### WHAT TO PRODUCE
Reproduce every line of the following data verbatim, from the first line through the last.
[Begin DATA RECORDS]
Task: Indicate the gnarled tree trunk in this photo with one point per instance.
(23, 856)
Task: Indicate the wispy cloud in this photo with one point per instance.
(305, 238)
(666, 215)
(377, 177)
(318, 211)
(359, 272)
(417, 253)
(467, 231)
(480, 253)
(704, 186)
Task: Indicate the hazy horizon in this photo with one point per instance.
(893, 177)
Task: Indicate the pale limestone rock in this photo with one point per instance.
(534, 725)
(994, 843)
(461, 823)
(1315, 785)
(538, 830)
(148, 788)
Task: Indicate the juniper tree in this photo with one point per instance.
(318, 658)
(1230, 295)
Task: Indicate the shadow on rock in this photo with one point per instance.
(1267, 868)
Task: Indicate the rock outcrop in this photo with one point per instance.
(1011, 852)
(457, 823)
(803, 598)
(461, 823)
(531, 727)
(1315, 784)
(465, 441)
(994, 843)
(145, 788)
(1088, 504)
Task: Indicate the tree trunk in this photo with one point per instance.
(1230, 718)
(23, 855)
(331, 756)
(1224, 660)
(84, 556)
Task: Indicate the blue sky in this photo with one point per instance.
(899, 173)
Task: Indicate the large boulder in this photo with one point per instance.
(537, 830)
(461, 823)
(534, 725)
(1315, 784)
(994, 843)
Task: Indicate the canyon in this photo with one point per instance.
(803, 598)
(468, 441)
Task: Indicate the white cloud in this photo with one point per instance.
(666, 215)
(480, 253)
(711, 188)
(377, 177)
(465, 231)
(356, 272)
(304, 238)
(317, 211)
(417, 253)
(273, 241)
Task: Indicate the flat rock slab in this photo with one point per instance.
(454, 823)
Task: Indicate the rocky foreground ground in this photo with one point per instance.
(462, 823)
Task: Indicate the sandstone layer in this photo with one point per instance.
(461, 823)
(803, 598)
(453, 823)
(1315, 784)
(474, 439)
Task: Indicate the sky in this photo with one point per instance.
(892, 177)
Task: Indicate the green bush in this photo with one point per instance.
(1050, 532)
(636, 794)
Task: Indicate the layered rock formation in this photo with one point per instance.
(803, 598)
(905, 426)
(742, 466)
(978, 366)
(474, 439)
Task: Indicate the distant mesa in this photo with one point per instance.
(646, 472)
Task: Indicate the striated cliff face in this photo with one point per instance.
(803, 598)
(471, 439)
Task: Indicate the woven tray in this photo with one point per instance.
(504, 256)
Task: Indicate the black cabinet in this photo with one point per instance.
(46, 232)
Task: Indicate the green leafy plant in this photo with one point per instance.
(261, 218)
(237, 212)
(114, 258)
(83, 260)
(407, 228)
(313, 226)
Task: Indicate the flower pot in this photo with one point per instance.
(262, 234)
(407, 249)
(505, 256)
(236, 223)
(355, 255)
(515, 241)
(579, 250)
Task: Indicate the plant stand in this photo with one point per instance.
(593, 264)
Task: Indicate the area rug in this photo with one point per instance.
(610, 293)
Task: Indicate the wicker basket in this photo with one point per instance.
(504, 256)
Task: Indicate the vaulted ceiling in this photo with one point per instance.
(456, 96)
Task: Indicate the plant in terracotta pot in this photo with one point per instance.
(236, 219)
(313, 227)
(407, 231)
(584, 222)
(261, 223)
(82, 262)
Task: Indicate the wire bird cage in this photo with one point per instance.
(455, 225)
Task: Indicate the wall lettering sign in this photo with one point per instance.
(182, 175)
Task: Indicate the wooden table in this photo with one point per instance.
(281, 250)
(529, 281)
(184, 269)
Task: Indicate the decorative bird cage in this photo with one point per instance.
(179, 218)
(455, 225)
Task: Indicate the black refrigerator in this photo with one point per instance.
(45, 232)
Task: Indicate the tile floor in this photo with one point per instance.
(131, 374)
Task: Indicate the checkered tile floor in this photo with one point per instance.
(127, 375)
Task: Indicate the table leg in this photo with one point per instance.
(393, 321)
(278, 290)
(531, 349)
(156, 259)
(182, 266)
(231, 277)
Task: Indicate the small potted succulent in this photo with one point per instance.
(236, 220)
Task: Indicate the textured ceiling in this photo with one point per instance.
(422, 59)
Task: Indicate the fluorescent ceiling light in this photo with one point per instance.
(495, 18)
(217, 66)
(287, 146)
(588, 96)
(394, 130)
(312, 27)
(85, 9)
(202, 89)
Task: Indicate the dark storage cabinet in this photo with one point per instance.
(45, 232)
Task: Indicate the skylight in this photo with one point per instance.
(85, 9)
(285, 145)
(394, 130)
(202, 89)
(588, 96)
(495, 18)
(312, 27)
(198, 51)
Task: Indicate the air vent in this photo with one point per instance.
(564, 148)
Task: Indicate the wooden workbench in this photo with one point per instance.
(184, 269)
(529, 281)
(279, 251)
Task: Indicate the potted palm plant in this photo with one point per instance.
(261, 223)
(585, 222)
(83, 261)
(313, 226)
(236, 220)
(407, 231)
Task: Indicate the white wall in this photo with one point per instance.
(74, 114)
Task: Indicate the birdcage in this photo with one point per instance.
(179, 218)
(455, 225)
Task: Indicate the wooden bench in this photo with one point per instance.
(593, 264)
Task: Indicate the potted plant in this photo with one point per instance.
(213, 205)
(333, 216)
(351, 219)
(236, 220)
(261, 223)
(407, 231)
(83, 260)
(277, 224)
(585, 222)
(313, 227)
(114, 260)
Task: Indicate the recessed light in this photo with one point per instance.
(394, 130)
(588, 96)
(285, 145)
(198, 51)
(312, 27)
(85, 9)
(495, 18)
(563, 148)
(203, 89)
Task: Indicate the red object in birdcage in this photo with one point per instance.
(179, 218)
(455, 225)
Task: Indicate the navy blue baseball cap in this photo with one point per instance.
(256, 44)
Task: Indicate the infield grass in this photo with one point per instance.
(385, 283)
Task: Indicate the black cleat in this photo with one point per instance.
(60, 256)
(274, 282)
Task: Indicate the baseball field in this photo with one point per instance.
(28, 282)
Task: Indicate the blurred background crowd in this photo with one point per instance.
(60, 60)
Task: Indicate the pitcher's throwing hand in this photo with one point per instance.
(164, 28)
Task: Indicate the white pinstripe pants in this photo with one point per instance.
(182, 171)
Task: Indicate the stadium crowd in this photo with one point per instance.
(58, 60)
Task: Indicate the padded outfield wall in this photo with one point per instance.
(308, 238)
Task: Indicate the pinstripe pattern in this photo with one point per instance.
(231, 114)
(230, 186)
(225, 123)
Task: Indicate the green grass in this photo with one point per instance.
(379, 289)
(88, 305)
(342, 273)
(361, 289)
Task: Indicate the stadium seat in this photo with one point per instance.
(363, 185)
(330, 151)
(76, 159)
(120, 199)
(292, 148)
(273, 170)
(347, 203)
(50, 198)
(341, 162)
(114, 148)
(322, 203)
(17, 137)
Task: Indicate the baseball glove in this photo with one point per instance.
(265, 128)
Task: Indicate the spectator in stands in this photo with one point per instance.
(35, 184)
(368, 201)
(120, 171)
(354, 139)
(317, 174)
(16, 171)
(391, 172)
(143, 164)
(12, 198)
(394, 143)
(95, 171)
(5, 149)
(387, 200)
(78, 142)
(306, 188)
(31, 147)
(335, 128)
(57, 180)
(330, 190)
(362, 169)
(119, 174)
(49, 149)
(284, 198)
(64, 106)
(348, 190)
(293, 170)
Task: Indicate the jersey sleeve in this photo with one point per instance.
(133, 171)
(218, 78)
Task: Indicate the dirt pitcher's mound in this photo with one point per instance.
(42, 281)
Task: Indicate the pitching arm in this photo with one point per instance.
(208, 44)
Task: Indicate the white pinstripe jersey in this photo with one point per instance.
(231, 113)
[End DATA RECORDS]
### CORRECT ANSWER
Task: Indicate the gnarled tree trunk in this photo with one point per instance.
(23, 856)
Task: Indicate the wispy cloud in this photo with one point per instance.
(305, 238)
(666, 215)
(377, 177)
(318, 211)
(359, 272)
(417, 253)
(467, 231)
(480, 253)
(704, 186)
Task: Indicate the hazy horizon in this photo with one point per instance.
(893, 177)
Task: Indicate the pale limestone rock in this photo with one point per instance.
(534, 725)
(994, 843)
(461, 823)
(1315, 785)
(538, 830)
(148, 788)
Task: Indicate the juniper tree in this photo with one point per instance.
(318, 658)
(1230, 295)
Task: Indicate the shadow on rock in this photo with one point per instance.
(1267, 868)
Task: Indicate the rock outcrop in this photo with one point per instance.
(1011, 852)
(457, 823)
(803, 598)
(461, 823)
(531, 727)
(1315, 784)
(465, 441)
(994, 843)
(145, 788)
(1088, 504)
Task: Indicate the tree trunk in this photo with one point per instance.
(1230, 718)
(23, 855)
(331, 756)
(1224, 660)
(84, 556)
Task: Indicate the blue sky in this photo with one point per instance.
(899, 173)
Task: Indicate the large boulder in this photo with one point per instance.
(537, 830)
(461, 823)
(534, 725)
(1315, 784)
(994, 843)
Task: Indicate the canyon in this photo with one point per instance.
(803, 598)
(468, 441)
Task: Indicate the white cloud in this photo with one point per instance.
(666, 215)
(480, 253)
(711, 188)
(377, 177)
(465, 231)
(356, 272)
(304, 238)
(317, 211)
(417, 253)
(273, 241)
Task: Indicate the flat rock slab in this photo with one point per instance.
(454, 823)
Task: Indicate the rocky foreground ground in this photo with one point per instance.
(462, 823)
Task: Indicate the sandstone layer in this photo with one point per instance.
(461, 823)
(803, 598)
(453, 823)
(1315, 784)
(474, 439)
Task: Indicate the sky in this photo with one point per instance.
(892, 177)
Task: Indicate the green bush in this photo with one point per instance.
(1050, 532)
(636, 794)
Task: Indicate the layered rock formation in this photo with one point per instance.
(803, 598)
(905, 426)
(742, 466)
(978, 366)
(474, 439)
Task: Indicate the distant mesa in this photo with one point per instance.
(646, 472)
Task: Indicate the striated cliff face in this photo with one point per instance.
(803, 598)
(471, 439)
Task: Indicate the woven tray in this photo with one point per instance.
(504, 256)
Task: Indicate the black cabinet in this photo with one point per instance.
(46, 232)
Task: Indicate the green leafy plant in this photo with one point per instance.
(261, 218)
(237, 212)
(114, 258)
(83, 260)
(407, 228)
(313, 226)
Task: Indicate the flower pot in this photo with one point per instance.
(262, 234)
(407, 249)
(505, 256)
(236, 223)
(355, 255)
(515, 241)
(579, 250)
Task: Indicate the plant stand in this photo with one point per instance.
(593, 264)
Task: Indicate the area rug in this photo with one point per instance.
(610, 293)
Task: Indicate the wicker basket in this photo with one point per instance.
(504, 256)
Task: Indicate the vaulted ceiling in this photo with one point per instance.
(456, 96)
Task: Indicate the plant in terracotta pot in this photo with one point per instance.
(236, 219)
(313, 227)
(407, 231)
(584, 222)
(261, 223)
(82, 262)
Task: Indicate the wire bird cage in this photo with one point per instance.
(455, 225)
Task: Indicate the wall lettering sign in this photo with one point per instance.
(182, 175)
Task: Indicate the wooden table in this photo with one point per instance.
(281, 250)
(529, 281)
(184, 269)
Task: Indicate the decorative bird cage in this photo with one point per instance.
(179, 218)
(455, 225)
Task: Indicate the black refrigerator in this photo with one point per instance.
(45, 232)
Task: Indicate the tile floor in this photo with one point per instance.
(131, 374)
Task: Indicate the checkered tile floor in this photo with one point per instance.
(127, 375)
Task: Indicate the table leg in this photo with one point per instance.
(393, 321)
(278, 290)
(531, 349)
(156, 259)
(182, 266)
(231, 277)
Task: Indicate the small potted succulent in this photo with one point per instance.
(236, 220)
Task: Indicate the textured ceiling in this photo with one point per instance.
(422, 59)
Task: Indicate the fluorescent ceiling light in this photo with one point per instance.
(495, 18)
(217, 66)
(287, 146)
(588, 96)
(394, 130)
(312, 27)
(85, 9)
(202, 89)
Task: Indicate the dark storage cabinet in this photo with one point per instance.
(45, 232)
Task: Indicate the skylight in this photo with one point per instance.
(85, 9)
(285, 145)
(394, 130)
(202, 89)
(588, 96)
(495, 18)
(312, 27)
(198, 51)
Task: Indicate the air vent in this photo with one point per instance.
(564, 148)
Task: Indicate the wooden workbench in this photo with one point per instance.
(184, 269)
(529, 281)
(279, 251)
Task: Indicate the potted palm plant in this photo with one point per instance.
(261, 223)
(585, 222)
(83, 261)
(313, 226)
(236, 220)
(407, 231)
Task: Indicate the white wall in this photo with one point per instance.
(74, 114)
Task: Indicate the birdcage in this photo with one point per instance.
(179, 218)
(455, 225)
Task: Indicate the wooden bench in this photo with one point per instance.
(593, 264)
Task: Indicate the potted plant in this photo with one point per instance.
(213, 205)
(333, 216)
(351, 219)
(236, 220)
(261, 223)
(407, 231)
(83, 260)
(277, 224)
(585, 222)
(313, 227)
(114, 260)
Task: Indicate the recessed light in this photo with one point per instance.
(394, 130)
(588, 96)
(285, 145)
(198, 51)
(312, 27)
(85, 9)
(495, 18)
(563, 148)
(203, 89)
Task: Indicate the red object in birdcage in this photo with one point per instance.
(179, 218)
(455, 225)
Task: Indicate the navy blue baseball cap in this photo with one point per instance.
(256, 44)
Task: Indicate the infield grass in this photo with one point per instance.
(385, 283)
Task: Indicate the black cleat in this photo with one point per instance.
(60, 256)
(274, 282)
Task: Indicate the baseball field in this photo with one point per instance.
(28, 282)
Task: Indicate the blurred background crowd in this photo with one point per instance.
(60, 60)
Task: Indicate the pitcher's throwing hand in this photo with one point per instance.
(164, 28)
Task: Indicate the white pinstripe pants in this photo with one point per instance.
(182, 171)
Task: Indicate the stadium crowd in this photo with one point per instance.
(58, 60)
Task: Indicate the padded outfield wall in this photo with one point per instance.
(308, 238)
Task: Indicate the pinstripe pattern in this photo with one point per instance.
(231, 114)
(230, 186)
(225, 123)
Task: Indicate the green grass in this photo with one point per instance.
(379, 289)
(88, 305)
(342, 273)
(361, 289)
Task: Indicate the stadium seat in this photo with one point per instance.
(363, 185)
(330, 151)
(76, 159)
(120, 199)
(292, 148)
(273, 170)
(347, 203)
(50, 198)
(341, 162)
(114, 148)
(322, 203)
(17, 137)
Task: Indicate the baseball glove in this photo with one point per instance.
(265, 128)
Task: Indicate the spectator in stands in this photo with one point per instance.
(35, 184)
(368, 201)
(120, 171)
(354, 139)
(317, 174)
(16, 171)
(391, 172)
(143, 164)
(12, 198)
(394, 143)
(95, 171)
(5, 149)
(387, 200)
(78, 142)
(306, 188)
(31, 147)
(335, 128)
(57, 180)
(330, 190)
(362, 169)
(119, 174)
(49, 149)
(284, 198)
(64, 106)
(348, 190)
(293, 170)
Task: Indicate the jersey sleeve in this photo with one point per instance.
(133, 171)
(218, 78)
Task: Indicate the dirt pitcher's mound in this photo with one point per instance.
(42, 281)
Task: Indicate the pitching arm in this photo with one point per instance.
(208, 44)
Task: Indicate the white pinstripe jersey in this photo with one point per instance.
(231, 113)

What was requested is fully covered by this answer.